What is asked
Pull out every line of the rows below that contains the word "brass", and copy each one unchanged.

Stored records
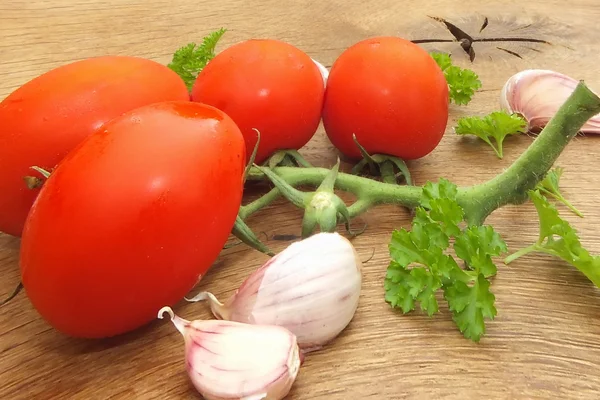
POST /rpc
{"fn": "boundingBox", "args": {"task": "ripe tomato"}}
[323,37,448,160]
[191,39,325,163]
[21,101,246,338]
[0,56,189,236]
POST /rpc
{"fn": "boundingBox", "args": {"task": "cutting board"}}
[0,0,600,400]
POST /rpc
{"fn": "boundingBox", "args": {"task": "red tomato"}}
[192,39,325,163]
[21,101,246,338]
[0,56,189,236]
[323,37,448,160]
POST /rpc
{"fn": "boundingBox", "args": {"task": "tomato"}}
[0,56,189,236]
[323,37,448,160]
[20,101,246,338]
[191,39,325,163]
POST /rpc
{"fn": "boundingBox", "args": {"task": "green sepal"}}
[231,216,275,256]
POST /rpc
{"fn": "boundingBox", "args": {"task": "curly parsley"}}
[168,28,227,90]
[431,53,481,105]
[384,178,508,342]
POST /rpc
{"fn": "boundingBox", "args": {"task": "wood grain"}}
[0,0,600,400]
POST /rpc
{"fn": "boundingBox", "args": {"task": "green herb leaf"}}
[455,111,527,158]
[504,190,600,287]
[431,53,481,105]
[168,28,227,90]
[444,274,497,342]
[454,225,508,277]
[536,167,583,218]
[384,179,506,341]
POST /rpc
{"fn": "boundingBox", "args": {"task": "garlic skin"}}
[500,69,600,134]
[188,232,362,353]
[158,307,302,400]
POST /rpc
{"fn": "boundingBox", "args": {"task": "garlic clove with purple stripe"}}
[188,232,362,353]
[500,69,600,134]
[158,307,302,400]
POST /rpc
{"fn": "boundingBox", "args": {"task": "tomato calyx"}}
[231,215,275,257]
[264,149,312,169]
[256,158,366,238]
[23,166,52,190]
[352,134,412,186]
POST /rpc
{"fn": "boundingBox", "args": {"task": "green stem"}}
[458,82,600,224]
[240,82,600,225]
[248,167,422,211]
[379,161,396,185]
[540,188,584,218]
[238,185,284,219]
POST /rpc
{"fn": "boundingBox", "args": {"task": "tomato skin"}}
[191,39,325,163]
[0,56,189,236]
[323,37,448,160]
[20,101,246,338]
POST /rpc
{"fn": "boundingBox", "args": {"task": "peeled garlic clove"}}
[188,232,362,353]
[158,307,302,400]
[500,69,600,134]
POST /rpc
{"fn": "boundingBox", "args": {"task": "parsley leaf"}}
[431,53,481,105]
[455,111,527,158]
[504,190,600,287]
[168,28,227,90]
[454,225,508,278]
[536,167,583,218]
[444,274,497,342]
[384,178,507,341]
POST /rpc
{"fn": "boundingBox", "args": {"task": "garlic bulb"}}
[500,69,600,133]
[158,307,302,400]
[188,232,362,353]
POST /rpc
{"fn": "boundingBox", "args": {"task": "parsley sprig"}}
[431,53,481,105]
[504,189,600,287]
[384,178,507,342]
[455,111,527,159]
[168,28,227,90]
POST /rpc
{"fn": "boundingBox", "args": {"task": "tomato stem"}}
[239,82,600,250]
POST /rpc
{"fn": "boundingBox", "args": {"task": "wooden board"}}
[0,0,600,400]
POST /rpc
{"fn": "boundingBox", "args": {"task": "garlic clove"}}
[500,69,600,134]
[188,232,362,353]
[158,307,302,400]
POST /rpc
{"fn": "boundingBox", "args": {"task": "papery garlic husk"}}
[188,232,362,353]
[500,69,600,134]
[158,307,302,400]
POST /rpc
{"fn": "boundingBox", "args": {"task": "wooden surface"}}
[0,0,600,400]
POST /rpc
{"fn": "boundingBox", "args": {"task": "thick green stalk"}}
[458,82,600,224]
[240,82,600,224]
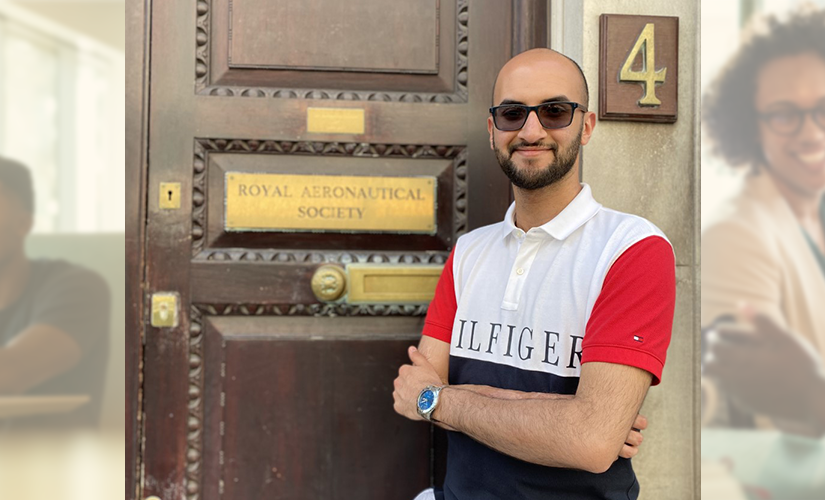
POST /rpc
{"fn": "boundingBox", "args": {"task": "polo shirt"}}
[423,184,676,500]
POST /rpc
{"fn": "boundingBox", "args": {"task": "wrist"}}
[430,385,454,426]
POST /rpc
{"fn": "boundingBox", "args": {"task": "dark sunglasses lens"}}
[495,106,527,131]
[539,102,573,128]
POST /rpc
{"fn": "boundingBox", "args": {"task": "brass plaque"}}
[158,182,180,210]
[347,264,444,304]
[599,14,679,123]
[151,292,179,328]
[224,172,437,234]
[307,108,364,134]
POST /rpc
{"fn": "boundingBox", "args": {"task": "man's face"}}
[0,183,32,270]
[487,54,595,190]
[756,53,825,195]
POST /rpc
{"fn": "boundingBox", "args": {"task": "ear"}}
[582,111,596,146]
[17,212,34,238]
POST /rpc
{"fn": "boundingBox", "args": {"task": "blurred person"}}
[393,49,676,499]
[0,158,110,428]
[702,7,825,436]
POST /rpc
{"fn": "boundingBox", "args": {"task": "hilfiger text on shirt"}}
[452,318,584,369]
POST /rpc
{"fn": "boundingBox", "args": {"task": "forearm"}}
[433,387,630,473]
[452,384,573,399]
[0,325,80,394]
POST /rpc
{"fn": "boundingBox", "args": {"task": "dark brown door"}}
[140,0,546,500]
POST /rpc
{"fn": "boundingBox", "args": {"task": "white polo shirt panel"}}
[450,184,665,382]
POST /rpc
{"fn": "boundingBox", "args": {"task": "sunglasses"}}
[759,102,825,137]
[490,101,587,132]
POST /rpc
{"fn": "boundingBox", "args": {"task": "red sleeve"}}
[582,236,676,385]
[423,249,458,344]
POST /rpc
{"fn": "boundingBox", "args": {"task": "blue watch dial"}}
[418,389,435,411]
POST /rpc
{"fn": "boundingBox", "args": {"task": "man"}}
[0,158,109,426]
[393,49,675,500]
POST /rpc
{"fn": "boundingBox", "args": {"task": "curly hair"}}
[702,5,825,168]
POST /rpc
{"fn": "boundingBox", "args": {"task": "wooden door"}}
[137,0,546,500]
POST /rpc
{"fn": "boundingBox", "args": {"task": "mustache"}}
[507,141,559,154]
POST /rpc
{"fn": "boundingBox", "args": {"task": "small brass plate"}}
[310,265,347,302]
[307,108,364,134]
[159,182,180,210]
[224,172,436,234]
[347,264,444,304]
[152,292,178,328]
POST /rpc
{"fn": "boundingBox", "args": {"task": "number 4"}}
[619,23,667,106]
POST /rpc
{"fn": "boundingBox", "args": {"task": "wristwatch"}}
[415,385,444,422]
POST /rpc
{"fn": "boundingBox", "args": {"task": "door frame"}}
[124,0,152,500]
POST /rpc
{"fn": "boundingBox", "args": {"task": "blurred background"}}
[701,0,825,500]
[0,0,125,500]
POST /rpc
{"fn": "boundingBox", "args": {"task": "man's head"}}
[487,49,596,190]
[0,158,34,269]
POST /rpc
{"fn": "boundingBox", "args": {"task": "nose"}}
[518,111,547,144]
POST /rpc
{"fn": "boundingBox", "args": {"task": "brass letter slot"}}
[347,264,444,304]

==

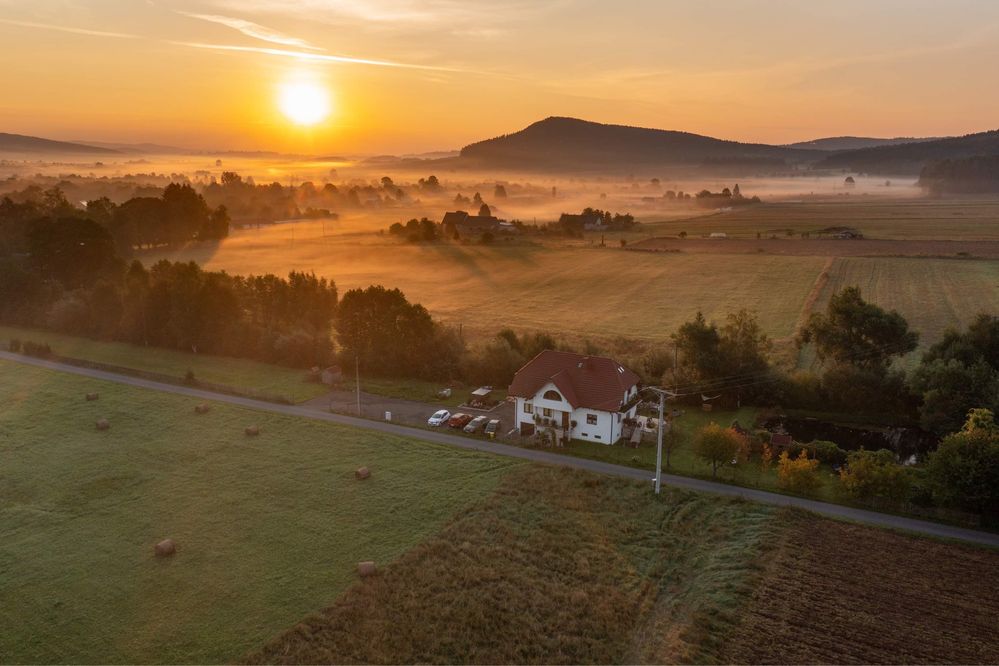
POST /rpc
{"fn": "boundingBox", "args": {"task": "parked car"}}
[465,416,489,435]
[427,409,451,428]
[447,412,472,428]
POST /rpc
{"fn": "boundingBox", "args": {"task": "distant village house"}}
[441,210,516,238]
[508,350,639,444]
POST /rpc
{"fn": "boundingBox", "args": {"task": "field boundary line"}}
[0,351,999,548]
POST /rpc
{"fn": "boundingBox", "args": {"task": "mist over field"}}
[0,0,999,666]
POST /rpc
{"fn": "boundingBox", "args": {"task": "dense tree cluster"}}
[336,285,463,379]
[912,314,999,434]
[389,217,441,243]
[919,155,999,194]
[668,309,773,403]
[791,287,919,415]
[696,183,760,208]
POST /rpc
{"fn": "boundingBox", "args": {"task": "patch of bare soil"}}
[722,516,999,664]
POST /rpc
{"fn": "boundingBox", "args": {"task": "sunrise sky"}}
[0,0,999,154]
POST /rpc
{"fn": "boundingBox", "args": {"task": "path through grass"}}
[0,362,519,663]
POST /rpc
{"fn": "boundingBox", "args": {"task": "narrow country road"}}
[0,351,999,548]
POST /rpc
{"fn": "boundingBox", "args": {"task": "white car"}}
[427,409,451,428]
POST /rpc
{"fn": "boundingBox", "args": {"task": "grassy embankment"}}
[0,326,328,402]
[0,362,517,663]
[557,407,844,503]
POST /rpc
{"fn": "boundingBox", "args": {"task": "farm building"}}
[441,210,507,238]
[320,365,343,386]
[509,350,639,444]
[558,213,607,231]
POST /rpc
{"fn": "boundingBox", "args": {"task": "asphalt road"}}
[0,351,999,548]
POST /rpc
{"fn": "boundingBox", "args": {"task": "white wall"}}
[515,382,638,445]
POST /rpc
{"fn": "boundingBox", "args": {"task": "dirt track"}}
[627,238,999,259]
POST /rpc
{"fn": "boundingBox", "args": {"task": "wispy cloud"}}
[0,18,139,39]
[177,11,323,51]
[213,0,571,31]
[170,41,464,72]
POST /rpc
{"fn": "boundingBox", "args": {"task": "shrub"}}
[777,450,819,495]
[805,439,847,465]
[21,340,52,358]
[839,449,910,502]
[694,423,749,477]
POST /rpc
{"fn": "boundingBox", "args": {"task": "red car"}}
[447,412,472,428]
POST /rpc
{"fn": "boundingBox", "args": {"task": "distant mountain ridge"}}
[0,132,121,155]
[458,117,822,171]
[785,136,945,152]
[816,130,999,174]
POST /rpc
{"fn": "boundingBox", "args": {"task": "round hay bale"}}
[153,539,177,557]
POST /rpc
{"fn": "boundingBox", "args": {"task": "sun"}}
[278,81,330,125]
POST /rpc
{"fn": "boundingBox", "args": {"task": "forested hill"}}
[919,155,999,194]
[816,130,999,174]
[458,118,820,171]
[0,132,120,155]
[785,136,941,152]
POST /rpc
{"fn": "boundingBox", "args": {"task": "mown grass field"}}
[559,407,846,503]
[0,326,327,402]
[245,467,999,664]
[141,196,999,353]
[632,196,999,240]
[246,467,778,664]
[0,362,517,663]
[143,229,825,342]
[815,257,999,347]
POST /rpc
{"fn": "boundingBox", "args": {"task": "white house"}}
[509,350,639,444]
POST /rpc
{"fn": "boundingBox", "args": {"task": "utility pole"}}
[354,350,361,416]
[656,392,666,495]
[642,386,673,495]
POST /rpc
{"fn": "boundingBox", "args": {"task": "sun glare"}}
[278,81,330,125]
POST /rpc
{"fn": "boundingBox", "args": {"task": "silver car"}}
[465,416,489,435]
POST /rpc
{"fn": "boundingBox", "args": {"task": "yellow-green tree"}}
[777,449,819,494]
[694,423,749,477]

---

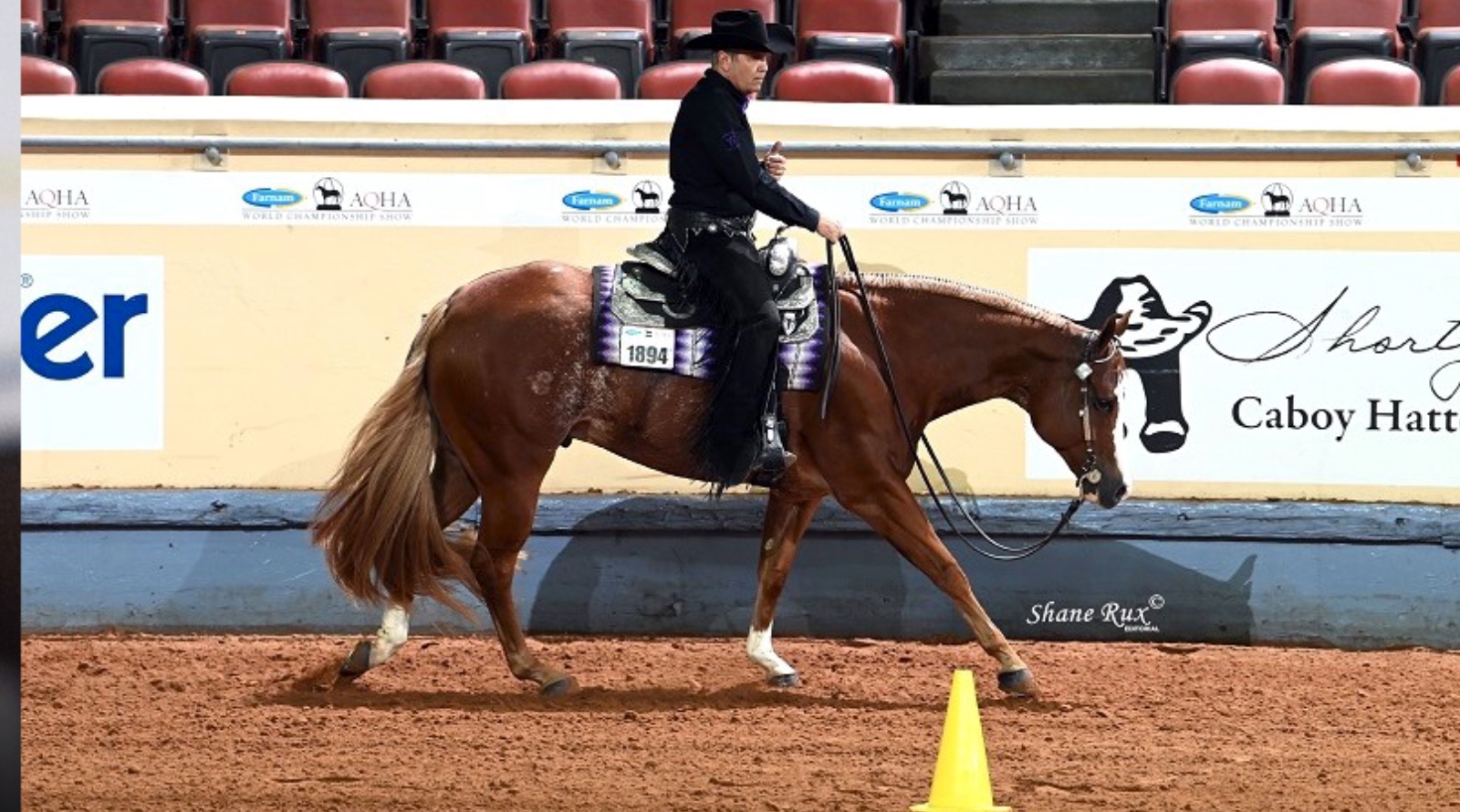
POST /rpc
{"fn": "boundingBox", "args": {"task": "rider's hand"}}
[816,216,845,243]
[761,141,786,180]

Task answer
{"fn": "boundingBox", "args": {"task": "brass plaque"}}
{"fn": "boundingBox", "args": {"task": "small brass plate"}}
{"fn": "boundingBox", "args": {"task": "brass letter slot"}}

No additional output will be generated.